[Data extracted from a collection]
++++++++
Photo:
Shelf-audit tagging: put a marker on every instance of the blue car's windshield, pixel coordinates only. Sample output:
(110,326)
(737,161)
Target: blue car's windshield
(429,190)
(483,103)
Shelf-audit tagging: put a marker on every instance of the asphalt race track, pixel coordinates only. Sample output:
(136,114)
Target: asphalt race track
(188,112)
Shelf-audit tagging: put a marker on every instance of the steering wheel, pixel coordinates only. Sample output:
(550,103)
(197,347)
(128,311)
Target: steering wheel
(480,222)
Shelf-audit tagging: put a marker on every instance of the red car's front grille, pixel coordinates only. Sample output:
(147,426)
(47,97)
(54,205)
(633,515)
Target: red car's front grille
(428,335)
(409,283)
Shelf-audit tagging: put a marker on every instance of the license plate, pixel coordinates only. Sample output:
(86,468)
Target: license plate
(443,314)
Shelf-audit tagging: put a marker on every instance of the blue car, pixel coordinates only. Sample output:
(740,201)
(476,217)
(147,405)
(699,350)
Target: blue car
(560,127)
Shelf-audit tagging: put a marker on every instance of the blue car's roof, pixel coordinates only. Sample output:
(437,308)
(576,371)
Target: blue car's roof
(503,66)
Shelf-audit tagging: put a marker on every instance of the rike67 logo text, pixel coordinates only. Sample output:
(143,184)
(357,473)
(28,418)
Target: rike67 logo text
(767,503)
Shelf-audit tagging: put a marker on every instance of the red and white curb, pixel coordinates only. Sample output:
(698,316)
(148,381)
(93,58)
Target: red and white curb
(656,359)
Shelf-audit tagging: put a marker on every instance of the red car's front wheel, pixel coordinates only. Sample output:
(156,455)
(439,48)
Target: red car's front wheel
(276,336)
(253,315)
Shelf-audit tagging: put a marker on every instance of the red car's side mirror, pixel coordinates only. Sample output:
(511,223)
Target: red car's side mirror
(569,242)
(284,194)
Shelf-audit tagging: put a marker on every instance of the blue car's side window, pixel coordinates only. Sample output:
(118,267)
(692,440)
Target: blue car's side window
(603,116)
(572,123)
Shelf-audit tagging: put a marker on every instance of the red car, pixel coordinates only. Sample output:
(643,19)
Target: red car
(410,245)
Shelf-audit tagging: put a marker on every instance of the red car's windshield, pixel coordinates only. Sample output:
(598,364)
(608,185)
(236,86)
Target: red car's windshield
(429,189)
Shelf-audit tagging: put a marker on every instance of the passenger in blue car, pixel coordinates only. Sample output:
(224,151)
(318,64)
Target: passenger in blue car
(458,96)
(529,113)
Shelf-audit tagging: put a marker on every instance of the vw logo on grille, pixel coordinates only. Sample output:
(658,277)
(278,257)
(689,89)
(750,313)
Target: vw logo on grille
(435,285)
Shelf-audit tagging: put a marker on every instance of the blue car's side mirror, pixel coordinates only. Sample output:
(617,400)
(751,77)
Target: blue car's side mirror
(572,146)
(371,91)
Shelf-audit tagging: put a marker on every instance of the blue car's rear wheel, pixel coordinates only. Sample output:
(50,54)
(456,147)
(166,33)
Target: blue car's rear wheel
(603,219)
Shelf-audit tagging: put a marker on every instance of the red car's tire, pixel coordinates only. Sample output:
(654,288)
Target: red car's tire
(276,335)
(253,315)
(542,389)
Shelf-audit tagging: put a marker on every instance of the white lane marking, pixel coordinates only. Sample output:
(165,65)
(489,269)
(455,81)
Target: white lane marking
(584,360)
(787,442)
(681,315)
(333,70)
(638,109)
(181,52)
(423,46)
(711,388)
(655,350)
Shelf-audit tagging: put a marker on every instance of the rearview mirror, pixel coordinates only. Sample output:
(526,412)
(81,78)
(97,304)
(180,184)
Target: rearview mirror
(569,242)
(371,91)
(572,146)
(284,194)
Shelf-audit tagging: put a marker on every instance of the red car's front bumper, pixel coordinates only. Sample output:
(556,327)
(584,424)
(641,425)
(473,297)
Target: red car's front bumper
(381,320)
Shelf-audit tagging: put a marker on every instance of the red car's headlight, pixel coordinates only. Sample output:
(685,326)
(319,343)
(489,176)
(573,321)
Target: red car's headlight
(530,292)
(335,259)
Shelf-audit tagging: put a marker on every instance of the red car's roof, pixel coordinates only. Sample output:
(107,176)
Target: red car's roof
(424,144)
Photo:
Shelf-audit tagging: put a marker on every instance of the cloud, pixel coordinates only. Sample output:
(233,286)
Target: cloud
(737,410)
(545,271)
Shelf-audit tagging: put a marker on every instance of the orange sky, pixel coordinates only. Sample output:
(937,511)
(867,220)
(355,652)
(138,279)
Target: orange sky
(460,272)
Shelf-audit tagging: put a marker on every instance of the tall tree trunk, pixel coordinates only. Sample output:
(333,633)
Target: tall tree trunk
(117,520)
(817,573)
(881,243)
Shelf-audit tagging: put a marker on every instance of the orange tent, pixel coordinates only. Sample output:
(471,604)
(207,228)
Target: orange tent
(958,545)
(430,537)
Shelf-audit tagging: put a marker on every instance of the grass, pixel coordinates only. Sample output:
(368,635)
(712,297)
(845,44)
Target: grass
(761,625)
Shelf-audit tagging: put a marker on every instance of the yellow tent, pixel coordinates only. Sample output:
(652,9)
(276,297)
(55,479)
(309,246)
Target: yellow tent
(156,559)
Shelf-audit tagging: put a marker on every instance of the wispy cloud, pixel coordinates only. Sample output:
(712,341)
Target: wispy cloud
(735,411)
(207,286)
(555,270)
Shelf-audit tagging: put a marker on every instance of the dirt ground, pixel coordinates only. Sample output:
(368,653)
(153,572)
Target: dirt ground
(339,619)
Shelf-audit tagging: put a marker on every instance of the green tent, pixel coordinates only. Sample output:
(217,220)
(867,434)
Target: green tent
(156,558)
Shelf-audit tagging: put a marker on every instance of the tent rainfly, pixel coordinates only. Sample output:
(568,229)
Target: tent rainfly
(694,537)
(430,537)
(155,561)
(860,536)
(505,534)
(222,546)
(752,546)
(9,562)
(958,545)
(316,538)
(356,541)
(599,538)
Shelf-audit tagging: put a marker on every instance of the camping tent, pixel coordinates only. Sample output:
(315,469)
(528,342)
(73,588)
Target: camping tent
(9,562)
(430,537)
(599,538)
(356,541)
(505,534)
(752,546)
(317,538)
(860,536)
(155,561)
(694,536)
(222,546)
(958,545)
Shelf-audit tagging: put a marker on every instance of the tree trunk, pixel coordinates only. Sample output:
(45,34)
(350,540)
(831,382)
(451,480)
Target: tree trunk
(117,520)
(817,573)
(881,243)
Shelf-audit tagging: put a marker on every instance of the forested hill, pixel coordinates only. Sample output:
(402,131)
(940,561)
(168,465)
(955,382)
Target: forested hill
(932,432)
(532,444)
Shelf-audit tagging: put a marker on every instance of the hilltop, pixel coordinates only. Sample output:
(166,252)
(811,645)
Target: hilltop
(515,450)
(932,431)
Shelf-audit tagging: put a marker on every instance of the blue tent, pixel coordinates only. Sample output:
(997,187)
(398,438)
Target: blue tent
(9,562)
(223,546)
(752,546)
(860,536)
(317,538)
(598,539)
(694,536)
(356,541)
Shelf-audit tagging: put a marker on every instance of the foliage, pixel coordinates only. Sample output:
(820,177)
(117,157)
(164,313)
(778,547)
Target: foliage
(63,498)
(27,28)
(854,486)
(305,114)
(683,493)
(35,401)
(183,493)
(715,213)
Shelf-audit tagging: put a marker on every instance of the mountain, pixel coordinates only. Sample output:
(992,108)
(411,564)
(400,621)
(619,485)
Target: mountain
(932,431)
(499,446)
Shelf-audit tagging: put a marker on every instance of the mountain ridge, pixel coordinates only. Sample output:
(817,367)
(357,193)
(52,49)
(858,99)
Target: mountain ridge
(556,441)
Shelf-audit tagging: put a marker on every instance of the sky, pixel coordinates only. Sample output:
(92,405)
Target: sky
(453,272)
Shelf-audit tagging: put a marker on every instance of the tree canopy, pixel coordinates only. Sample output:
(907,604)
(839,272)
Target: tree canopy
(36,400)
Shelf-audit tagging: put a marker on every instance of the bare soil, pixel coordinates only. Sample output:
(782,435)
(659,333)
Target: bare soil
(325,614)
++++++++
**WHAT TO PRODUCE:** Write out the line containing "the sky, pixel" and every line after it through the end of the entries. Keep each one exactly as it is, and add nothing.

**COMPLETED TASK:**
Shelf-audit tagging: put a marker on every instance of the sky, pixel coordinates only. Sample output:
(92,405)
Target: sky
(453,272)
Shelf-audit tagging: put a marker on every instance of the tree canopy, pixel coordinates only. Sample output:
(907,604)
(839,272)
Target: tree canopy
(36,400)
Shelf-audit tagging: put a marker on every instance of the bare soil, pixel coordinates only. Sample output:
(782,435)
(659,333)
Target: bare soil
(325,614)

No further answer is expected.